**取り組む課題:**
#1 ピロリ菌に関する文章は、WHOのどのような報告を示して、除菌が胃がんの予防に有効であるとしていますか。1〜3文で説明してください。
#2 ピロリ菌に関する文章を、最後の文の後から引き継いで書き進めてください。

**ページ抜粋:**
---
ピロリ菌とは
ヘリコバクター・ピロリ菌(Helicobacter pylori)ことピロリ菌は、人の胃粘膜に生息し、強い酸性の環境下でも生息できる細菌です。慢性胃炎や胃・十二指腸潰瘍、胃MALTリンパ腫、胃ポリープなどの発症・誘発の原因とされています。世界保健機関(World Health Organization:WHO)は2014年に、世界中の胃がんの80%がピロリ菌によるものと報告し、除菌が胃がん予防に有効であると報告しています。
日本では、成人の約半数がピロリ菌に感染していると推定され、感染が確認次第、除菌治療を受けるよう推奨されます。感染の有無を調べる検査と除菌治療は保険適用となりますが、健康保険適用には、条件を満たす必要があります。早期胃がんやピロリ菌関連の慢性胃炎が胃カメラ検査で見つかった場合、または胃潰瘍・十二指腸潰瘍、胃MALTリンパ腫、特発性血小板減少性紫斑病の治療を受けている場合は、検査や除菌治療が保険適用とされます。
---
**資料:**
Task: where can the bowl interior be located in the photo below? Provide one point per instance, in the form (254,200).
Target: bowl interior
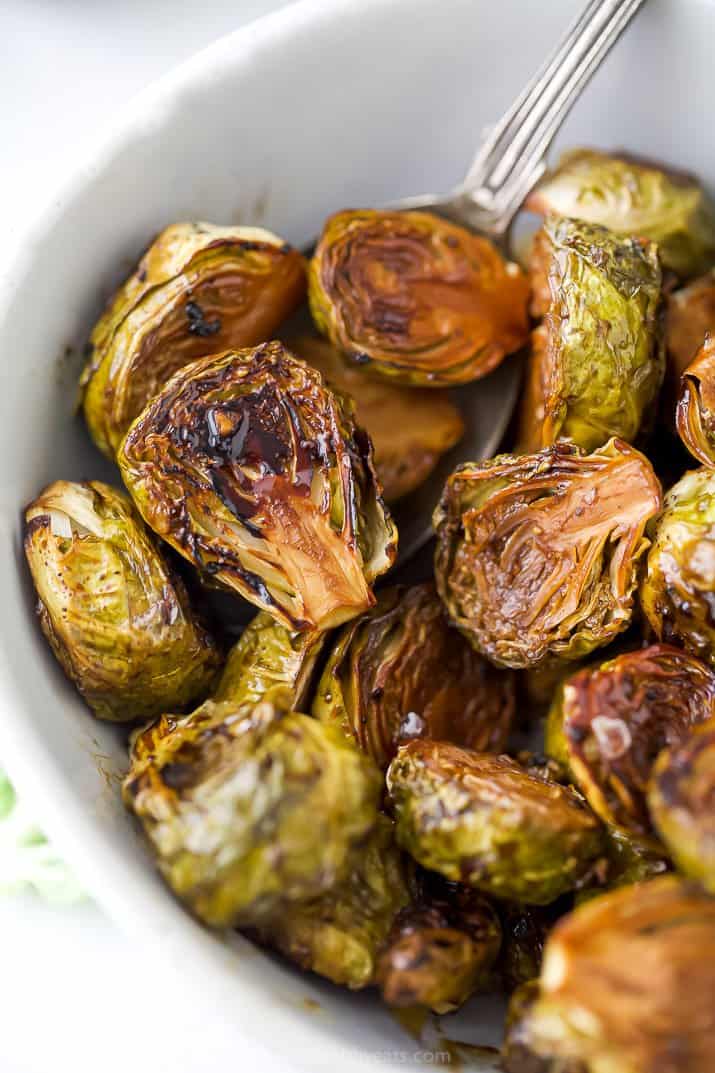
(324,105)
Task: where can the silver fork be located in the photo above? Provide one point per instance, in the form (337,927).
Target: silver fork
(508,163)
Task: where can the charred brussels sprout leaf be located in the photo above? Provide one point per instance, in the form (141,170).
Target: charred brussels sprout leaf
(441,949)
(609,724)
(251,468)
(249,810)
(270,663)
(681,797)
(414,297)
(410,427)
(537,555)
(598,358)
(399,672)
(198,290)
(633,197)
(627,983)
(679,588)
(340,935)
(695,415)
(482,820)
(116,617)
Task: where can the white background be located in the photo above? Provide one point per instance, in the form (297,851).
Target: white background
(75,996)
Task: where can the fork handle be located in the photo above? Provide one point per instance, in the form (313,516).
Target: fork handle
(511,158)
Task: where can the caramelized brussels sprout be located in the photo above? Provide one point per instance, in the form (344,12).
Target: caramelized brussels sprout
(681,797)
(270,663)
(633,197)
(597,361)
(254,471)
(340,934)
(627,983)
(537,555)
(414,297)
(689,318)
(198,290)
(399,672)
(484,821)
(679,588)
(695,415)
(610,722)
(116,617)
(441,949)
(249,809)
(410,427)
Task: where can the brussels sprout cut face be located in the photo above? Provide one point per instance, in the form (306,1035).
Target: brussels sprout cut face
(414,297)
(198,290)
(676,593)
(410,427)
(251,468)
(483,821)
(695,415)
(598,359)
(611,722)
(399,672)
(633,197)
(116,617)
(682,802)
(537,555)
(249,809)
(628,981)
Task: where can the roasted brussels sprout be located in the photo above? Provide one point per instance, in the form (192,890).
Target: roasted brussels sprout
(609,723)
(537,555)
(340,934)
(681,797)
(627,983)
(677,590)
(250,809)
(695,415)
(270,663)
(198,290)
(484,821)
(254,471)
(410,427)
(414,297)
(399,672)
(117,618)
(441,949)
(633,197)
(598,361)
(689,318)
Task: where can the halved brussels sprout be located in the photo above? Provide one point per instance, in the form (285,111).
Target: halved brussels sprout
(681,796)
(410,427)
(695,415)
(414,297)
(627,983)
(441,949)
(340,934)
(631,196)
(484,821)
(609,723)
(399,672)
(249,809)
(251,468)
(270,663)
(679,588)
(198,290)
(116,616)
(537,555)
(597,361)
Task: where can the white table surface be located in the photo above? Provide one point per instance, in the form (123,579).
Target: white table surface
(74,994)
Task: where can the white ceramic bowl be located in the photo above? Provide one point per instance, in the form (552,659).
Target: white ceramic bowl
(326,104)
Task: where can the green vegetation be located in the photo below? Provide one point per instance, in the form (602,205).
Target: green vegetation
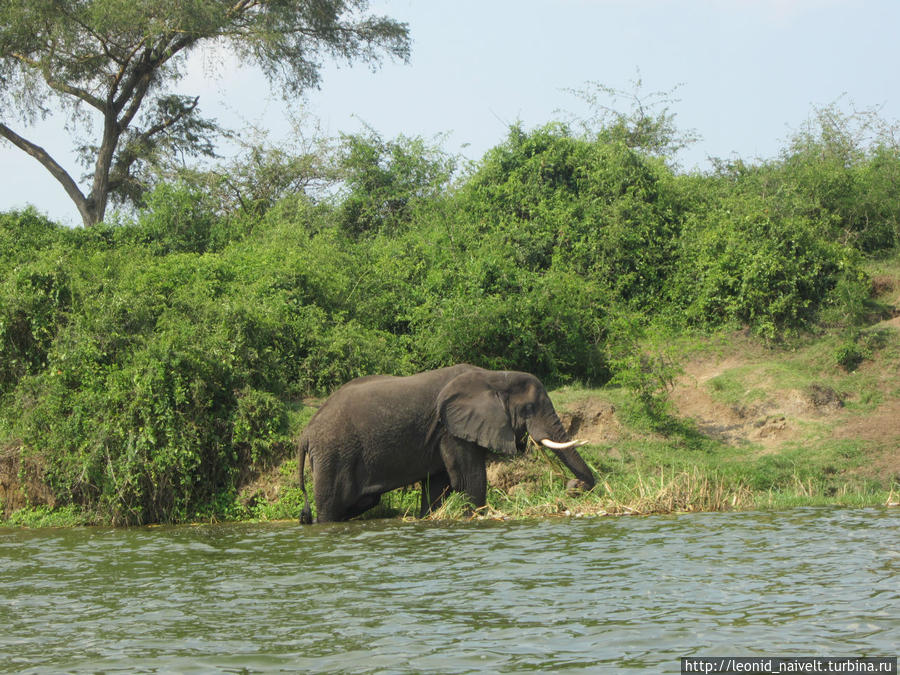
(154,368)
(119,59)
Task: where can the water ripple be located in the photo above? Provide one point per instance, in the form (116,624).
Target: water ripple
(602,595)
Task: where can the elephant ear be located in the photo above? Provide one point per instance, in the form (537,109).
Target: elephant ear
(474,411)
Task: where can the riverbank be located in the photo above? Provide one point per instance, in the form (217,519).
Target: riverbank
(743,425)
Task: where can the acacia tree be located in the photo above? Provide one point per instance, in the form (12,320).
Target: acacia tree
(119,58)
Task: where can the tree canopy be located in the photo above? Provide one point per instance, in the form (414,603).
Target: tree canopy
(119,59)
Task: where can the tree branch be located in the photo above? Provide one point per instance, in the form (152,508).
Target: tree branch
(53,167)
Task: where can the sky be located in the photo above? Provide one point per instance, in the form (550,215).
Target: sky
(746,75)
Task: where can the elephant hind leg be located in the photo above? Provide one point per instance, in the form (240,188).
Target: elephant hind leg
(362,505)
(465,462)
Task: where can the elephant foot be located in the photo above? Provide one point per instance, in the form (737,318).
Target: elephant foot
(576,487)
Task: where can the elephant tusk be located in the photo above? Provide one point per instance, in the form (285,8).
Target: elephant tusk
(553,445)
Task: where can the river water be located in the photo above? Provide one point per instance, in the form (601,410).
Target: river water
(600,595)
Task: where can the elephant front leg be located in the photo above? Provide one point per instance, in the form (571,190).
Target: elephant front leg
(466,468)
(434,488)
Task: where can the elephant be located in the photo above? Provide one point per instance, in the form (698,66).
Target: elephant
(381,432)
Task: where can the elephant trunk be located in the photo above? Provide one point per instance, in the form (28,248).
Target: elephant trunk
(553,445)
(552,435)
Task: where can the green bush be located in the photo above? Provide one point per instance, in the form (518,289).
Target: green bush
(148,365)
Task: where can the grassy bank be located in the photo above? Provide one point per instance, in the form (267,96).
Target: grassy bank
(739,424)
(744,425)
(733,331)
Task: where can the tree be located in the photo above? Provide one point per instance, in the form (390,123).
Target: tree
(118,57)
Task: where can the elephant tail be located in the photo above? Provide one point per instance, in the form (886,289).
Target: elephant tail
(302,449)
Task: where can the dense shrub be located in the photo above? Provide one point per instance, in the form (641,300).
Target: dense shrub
(153,366)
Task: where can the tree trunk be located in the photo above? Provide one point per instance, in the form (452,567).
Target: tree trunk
(82,203)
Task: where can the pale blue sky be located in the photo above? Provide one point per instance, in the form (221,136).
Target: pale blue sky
(750,72)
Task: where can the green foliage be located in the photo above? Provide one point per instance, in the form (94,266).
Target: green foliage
(121,58)
(385,182)
(153,366)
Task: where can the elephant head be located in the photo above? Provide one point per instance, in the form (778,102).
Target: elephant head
(379,433)
(498,410)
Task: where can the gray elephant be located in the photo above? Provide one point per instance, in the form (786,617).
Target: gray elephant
(378,433)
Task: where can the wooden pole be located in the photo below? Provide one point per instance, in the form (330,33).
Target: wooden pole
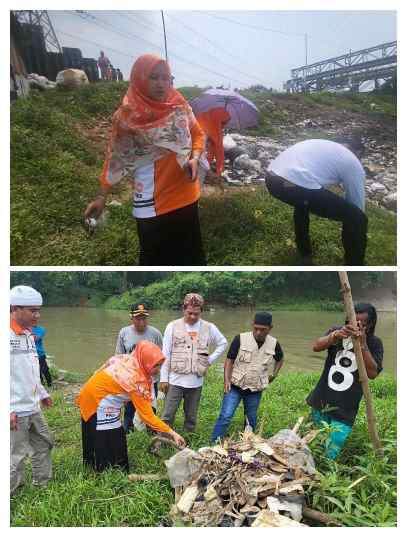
---
**演習の結果:**
#1 WHOは2014年に、世界中の胃がんの80%がピロリ菌によるものと報告しています。そのうえで、除菌が胃がん予防に有効であると報告しています。

#2
それ以外では自費診療となりますので、詳細はお問い合わせください。
年齢が上がると
感染率が高まるピロリ菌
ピロリ菌は口を通じて感染することが知られており、衛生状態の不十分な地域では感染率が高い一方で、先進国では低い傾向にあります。しかし、日本は先進国でありながらも感染率が高いという特異な状況にあります。過去の研究によりますと、日本人の感染率は年齢層によって異なり、40代以上では高く、10代~20代では低い傾向がみられます。これは、衛生環境の向上が影響していると考えられます。将来的には感染率がさらに減少すると予測されていますが、現在でも日本人の約半数が感染しており、若年層においても完全には根絶されていないため、油断は禁物です。
ピロリ菌の感染経路は口からの感染が主であるものの、その他の経路や予防策につきましては未だに明らかになっていません。
また多くの場合、免疫力が低い乳幼児期に感染するとされ、世代ごとの感染率の違いは、それぞれの乳幼児期の上下水道の普及率に起因すると考えられています。現在、日本では衛生環境が改善されたことにより、ピロリ菌の感染率は大幅に低下しており、今後もこの傾向が続くと見込まれています。
ピロリ菌の診断方法
ピロリ菌の感染を確認する方法は2つあり、内視鏡を使用した検査とその他の方法があります。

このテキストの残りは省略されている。